Extract provided —
= Beginning of Section =

That was that, then. After that, I'd finally had to leave behind Christianity. Of course, I still hadn't figured out I was an atheist. I just knew I wasn't Christian.
I guess it's not so surprising. The idea of a God was something that I'd never really truly accepted. It was something I'd always wanted to accept, and I deluded myself into thinking I did, but never truly. I think it was because I grouped God with Santa Claus, the Tooth Fairy, and the Easter Bunny. Over time, I stopped believing in all of them.
Later that same day, using the wonderful invention that is Google, I did some research online and found a test that would tell me my religion.
My top result was Secular Humanism, with 100% compatibility. By comparison, Roman Catholicism was 19th, with 39%.
And through Secular Humanism, I was lead back to the word I'd been raised to dislike, the word that I'd been raised to believe was confused, misguided, and with ill-intentions.
I won't lie: at first, I was a very angry atheist. With more research, I read more and more about injustice against atheists, and I was just so, so angry. How couldn't anyone else see the truth as I had, at only twelve years old? How could they not understand atheists, who wanted to do so much good for the world? (However, I will agree: just as there are good and bad Christians, there are also good and bad atheists. I'd like to think of myself as part of the former.)
I watched movies and documentaries as well, Deliver Us From Evil and The Magdalene Sisters being a few examples, and I was outraged. Who were Christians to try and claim to be the minority, the victimized, the oppressed, when they are the ones doing the victimizing and oppressing? What hypocrites they were!

= End of Section =

Problems to solve —
[1] From the account of leaving Christianity, copy word for word the part that opens with the words containing "That was that, then." and closes with "I wasn't Christian.".
[2] Write the next part of the personal account of leaving Christianity and becoming an atheist, picking up after its last sentence.

Dataset entries —

= Beginning of Section =

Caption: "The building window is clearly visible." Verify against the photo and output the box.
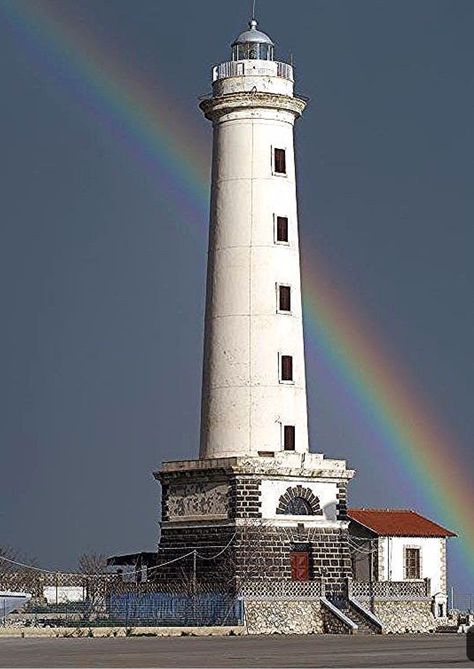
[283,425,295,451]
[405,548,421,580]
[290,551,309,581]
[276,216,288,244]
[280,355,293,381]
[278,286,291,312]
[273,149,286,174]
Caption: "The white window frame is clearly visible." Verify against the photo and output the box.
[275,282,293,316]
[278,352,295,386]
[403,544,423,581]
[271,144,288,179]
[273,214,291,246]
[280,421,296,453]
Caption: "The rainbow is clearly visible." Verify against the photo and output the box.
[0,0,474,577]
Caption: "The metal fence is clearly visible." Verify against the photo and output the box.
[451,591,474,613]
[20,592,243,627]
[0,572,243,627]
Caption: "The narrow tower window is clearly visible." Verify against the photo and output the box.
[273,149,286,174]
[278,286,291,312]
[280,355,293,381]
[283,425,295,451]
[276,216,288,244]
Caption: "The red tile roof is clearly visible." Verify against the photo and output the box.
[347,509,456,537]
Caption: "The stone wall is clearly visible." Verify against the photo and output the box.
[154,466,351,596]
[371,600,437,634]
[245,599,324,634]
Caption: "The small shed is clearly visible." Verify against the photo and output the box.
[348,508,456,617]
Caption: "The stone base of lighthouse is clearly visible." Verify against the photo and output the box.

= End of Section =
= Beginning of Section =

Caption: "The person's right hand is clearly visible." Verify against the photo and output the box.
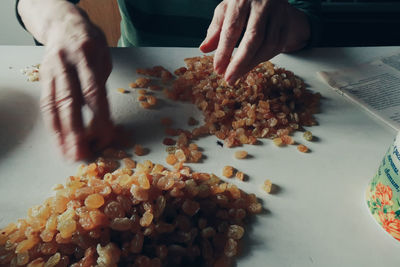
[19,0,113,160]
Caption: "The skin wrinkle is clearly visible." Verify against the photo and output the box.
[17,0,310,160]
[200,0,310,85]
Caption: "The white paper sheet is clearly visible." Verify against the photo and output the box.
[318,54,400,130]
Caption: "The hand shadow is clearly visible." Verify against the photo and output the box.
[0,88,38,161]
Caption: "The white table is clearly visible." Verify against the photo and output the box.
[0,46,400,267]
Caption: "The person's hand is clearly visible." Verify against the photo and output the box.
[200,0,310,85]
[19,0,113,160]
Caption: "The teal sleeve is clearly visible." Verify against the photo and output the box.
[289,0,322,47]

= End of Section =

Answer list —
[1]
That was that, then. After that, I'd finally had to leave behind Christianity. Of course, I still hadn't figured out I was an atheist. I just knew I wasn't Christian.

[2]
The anti-atheist argument that hurt me the most, though, was when others stated that we had no sense of morality. That stung: on the other hand, I think we understand morality better than most do. We're not good to people because we're afraid of going to hell if we aren't. We're good to people because it's the right thing to do.
Perhaps my story is rather anti-religion, but I assure you that's not the case. Although it may not seem so, I think religion is good in some cases: my family's church is filled with some of the nicest people I know, and I know most religions strive for the same things: goodness, morality, and peace.
However, there are several aspects of religion that I despise.
When wars are started that kill innocents, I have a problem. The Crusades, as one example.
When depraved child abusers are defended and hidden by churches, I have a problem.
When a religion is rules by greed and gluttony, using money for themselves and not for others who need it, I have a problem.
When you have people, even kids, (especially kids,) verbally and physically abusing because of their sexuality because a book written two thousand years ago told you it's wrong, sometimes leading to murder or suicide, I have a problem.
When less than twenty people can commit hate crimes in the name of religion (while also going entirely against that religion's ideals), and bring distrust and hatred upon an entire 1.5 billion people, I have a problem. (9/11.)
Despite it all, sometimes I wish I was still Christian. It's so much easier and more comforting to believe that after you die, you get to spend eternity in a palace as a reward for being good in life.
But that's just it. It's easier, yeah. Comforting, sure. Except it's not right.
But you know what? What I think doesn't matter. I don't care what you believe in: Christianity, Islam, Judaism, Hinduism, Buddhism, Taoism, Shinto, Wicca, or all the hundreds of others out there. If that's your belief, then that's perfect, and I'm happy you have one. As long as it's your belief, and not what's been forced upon you.
Your life is your own: it's your choice, and your choice alone on how you want to live it.
EDIT: To a reviewer: I was hoping to reply to your message, but you didn't leave an email address! So I'll reply right here. (And please do not be offended by any of these. I respect your beliefs, so please respect mine.)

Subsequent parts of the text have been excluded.